EXERCISE OBJECTIVE: Express every line of the data below as a JSON list of strings, one string per line, with blank lines skipped. Omit the pictures from your answer.

EXTRACTED INFORMATION:
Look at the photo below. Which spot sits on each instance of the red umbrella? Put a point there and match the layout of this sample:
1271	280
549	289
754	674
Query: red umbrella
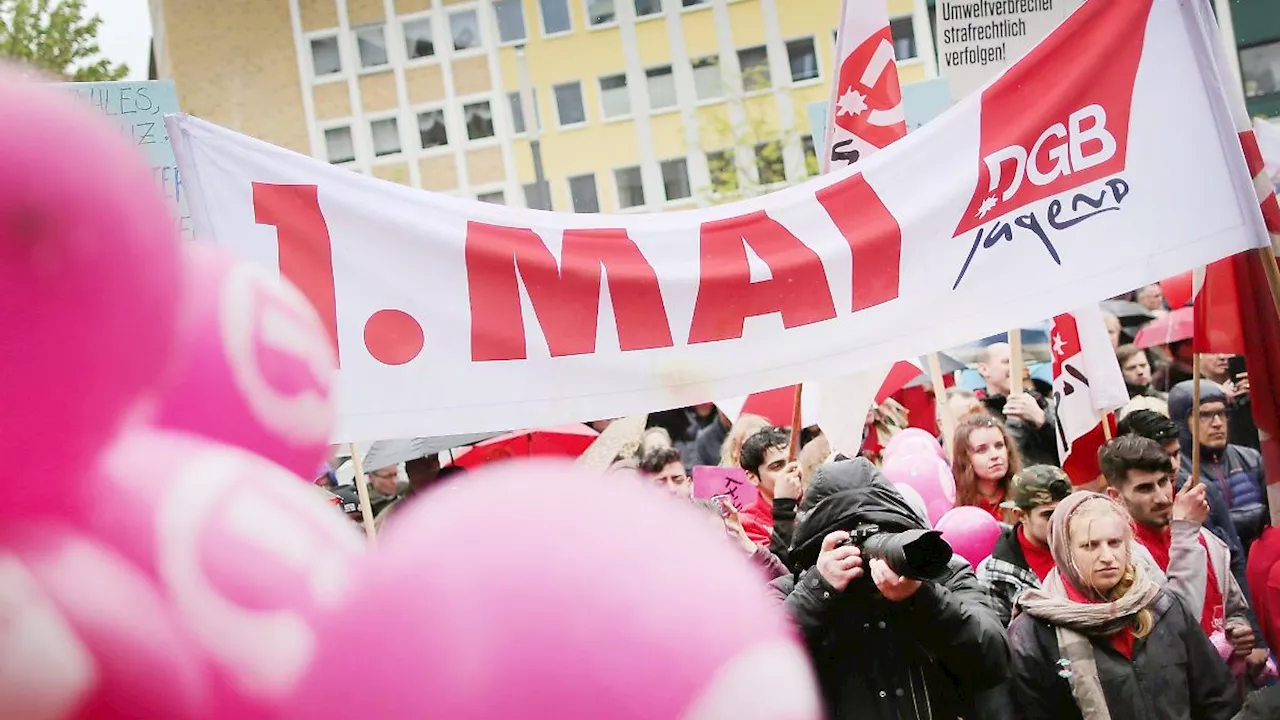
1178	324
568	441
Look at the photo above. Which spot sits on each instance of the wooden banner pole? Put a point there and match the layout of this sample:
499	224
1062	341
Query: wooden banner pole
366	510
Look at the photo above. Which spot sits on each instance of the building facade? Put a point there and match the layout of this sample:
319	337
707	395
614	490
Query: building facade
640	105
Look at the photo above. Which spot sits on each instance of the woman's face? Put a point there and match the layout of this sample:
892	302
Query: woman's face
988	454
1100	548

FINISHED ANSWER:
[
  "Look at the photo below. Which spot sits on each instance of the red umbrella? Put a point there and match the layout of this sample:",
  "1271\t280",
  "549\t289",
  "754\t674",
  "Query: red umbrella",
  "1178\t324",
  "568\t441",
  "Look at the photo above. Which spot sits on each instance of the wooden banner pole? Put a point there and match the layout of this sample:",
  "499\t224",
  "1062\t341",
  "Query: wooden banner pole",
  "366\t510",
  "Look at the photo above. Which spot sits on each instance of the building facade? Put a point there and match the layout of this sample:",
  "319\t337",
  "707\t395",
  "614\t490",
  "Query: building facade",
  "640\t105",
  "Look at the photo above. Which spot sits on each instance of the woman's face? Put a point there and match the layout of this sample:",
  "892\t302",
  "Query: woman's face",
  "988\t454",
  "1100\t548"
]